-- start of DOCUMENT SECTION --
I would not play Qxf7# myself in that position. I think it is unsporting to knowingly take advantage of an opposing illegal move in this manner in a normal or rapid game.

Igor_Goldenberg
20-07-2009, 03:05 PM
I just check FIDE laws of chess.

"The objective of each player is to place the opponent’s king ‘under attack’ in such a way that the opponent has no legal move. The player who achieves this goal is said to have ‘checkmated’ the opponent’s king and to have won the game."

"The game is won by the player who has checkmated his opponent’s king. This immediately ends the game, provided that the move producing the checkmate position was a legal move."

There is no explicit definition of "position".

Which means:

It can be argued (to death) that position means placement of pieces on board that be achieved by the series of legal moves (or not).
Then it can argued (also to death) whether move that leads to an illegal position can be legal.
It could also be argued (again to death) whether "checkmate position" must be a legal position.

All in all it means:
1. An arbiter will have to make a decision (in case of dispute) using whatever interpretation (s)he thinks is correct. Not a good idea.
2. Proper wording has to be made by FIDE.
3. Obviously conflicting rules (checkmate ends the game and irregularity clause) have to be reconciled one way or another.

Questions:

1. Suppose white made an illegal move, black responded, white responded, black checkmated. How do you want the law of chess to treat the result?
2. White made an illegal move (leading to a legal position), black checkmated. How do you want the law of chess to treat the result?

Kevin Bonham
20-07-2009, 03:28 PM
It can be argued (to death) that position means placement of pieces on board that be achieved by the series of legal moves (or not).
Then it can argued (also to death) whether move that leads to an illegal position can be legal.

A move that creates an illegal position from a legal one can never be legal.

However, in a position that is already illegal, it is possible to make a legal move while the position remains illegal.


It could also be argued (again to death) whether "checkmate position" must be a legal position.

It is clear that this is not required. Indeed FIDE had an opportunity to declare that all moves must be legal for a checkmate to be valid but decided not to do so. This is discussed on Jesper's recent thread in Arbiter's Corner here (http://chesschat.org/showthread.php?t=10383).


Questions:

1. Suppose white made an illegal move, black responded, white responded, black checkmated. How do you want the law of chess to treat the result?
2. White made an illegal move (leading to a legal position), black checkmated. How do you want the law of chess to treat the result?

I want both of these to be treated as checkmates for the reasons I stated on Jesper's thread - verifying the legality of games after a checkmate is a nuisance for the arbiter and it should be the players' responsibility to ensure their game remains legal and to stop it immediately if an illegal move is played.

Rincewind
20-07-2009, 03:42 PM
It can be argued (to death) that position means placement of pieces on board that be achieved by the series of legal moves (or not).
Then it can argued (also to death) whether move that leads to an illegal position can be legal.
It could also be argued (again to death) whether "checkmate position" must be a legal position.

I'm sure you could argue to you are blue in the face however as far as I am aware, the position terms just refers to the placement of the pieces and does not imply a legal sequence of moves from the starting "position".
-- end of DOCUMENT SECTION --
-- start of DATA SUPPLIED --
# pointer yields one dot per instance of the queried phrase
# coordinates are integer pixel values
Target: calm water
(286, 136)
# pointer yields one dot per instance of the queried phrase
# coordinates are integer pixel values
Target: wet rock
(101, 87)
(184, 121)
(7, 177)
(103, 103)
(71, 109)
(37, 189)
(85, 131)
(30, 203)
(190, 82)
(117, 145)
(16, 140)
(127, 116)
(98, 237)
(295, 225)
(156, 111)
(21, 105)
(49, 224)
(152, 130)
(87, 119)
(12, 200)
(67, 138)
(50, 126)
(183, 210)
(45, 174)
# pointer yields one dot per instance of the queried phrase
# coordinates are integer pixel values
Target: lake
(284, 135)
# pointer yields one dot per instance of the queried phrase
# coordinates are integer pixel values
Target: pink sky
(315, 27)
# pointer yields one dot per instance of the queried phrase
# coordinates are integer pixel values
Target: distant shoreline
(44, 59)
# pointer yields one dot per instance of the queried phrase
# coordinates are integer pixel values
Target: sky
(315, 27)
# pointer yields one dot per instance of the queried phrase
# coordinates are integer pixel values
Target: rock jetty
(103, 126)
-- end of DATA SUPPLIED --
TASK REQUIREMENTS =
**a)** Summarize the forum discussion of FIDE checkmate rules in two sentences.
**b)** Supply the next part of the forum discussion of FIDE checkmate rules, starting right after its final sentence.
These lines have nothing to do with the forum discussion of FIDE checkmate rules.

ANSWERS TO THE EXERCISE =
**a)** Igor_Goldenberg notes that the FIDE laws of chess give no explicit definition of "position," so it is unclear whether a checkmate reached after an illegal move counts, and he says FIDE must word the rules properly and reconcile the conflicting clauses. Kevin Bonham answers that a checkmate position is not required to be legal and wants such mates to stand, while Rincewind holds that "position" refers only to the placement of the pieces.

**b)**
I note there is a definition of position (at least with respect to rule 9.2) given which goes...


Positions as in (a) and (b) are considered the same, if the same player has the move, pieces of the same kind and colour occupy the same squares, and the possible moves of all the pieces of both players are the same.

And I think the general convention is exactly this. The term "position" refers the sum of the location of all the pieces and all possible legal moves of the colour with the move.


All in all it means:
1. An arbiter will have to make a decision (in case of dispute) using whatever interpretation (s)he thinks is correct. Not a good idea.
2. Proper wording has to be made by FIDE.
3. Obviously conflicting rules (checkmate ends the game and irregularity clause) have to be reconciled one way or another.

I would argue that an arbiter would just need to be conversant with the laws as they stand and the standard interpretation of them. Not all arbiters are of course.

You can also argue until you are blue in the face about the wording of any set of rules. Adding a clause to define position as the location of the pieces on the board and all possible legal moves for the colour with the move might be nice but as that is already in 9.2 it would seem to be not patently required.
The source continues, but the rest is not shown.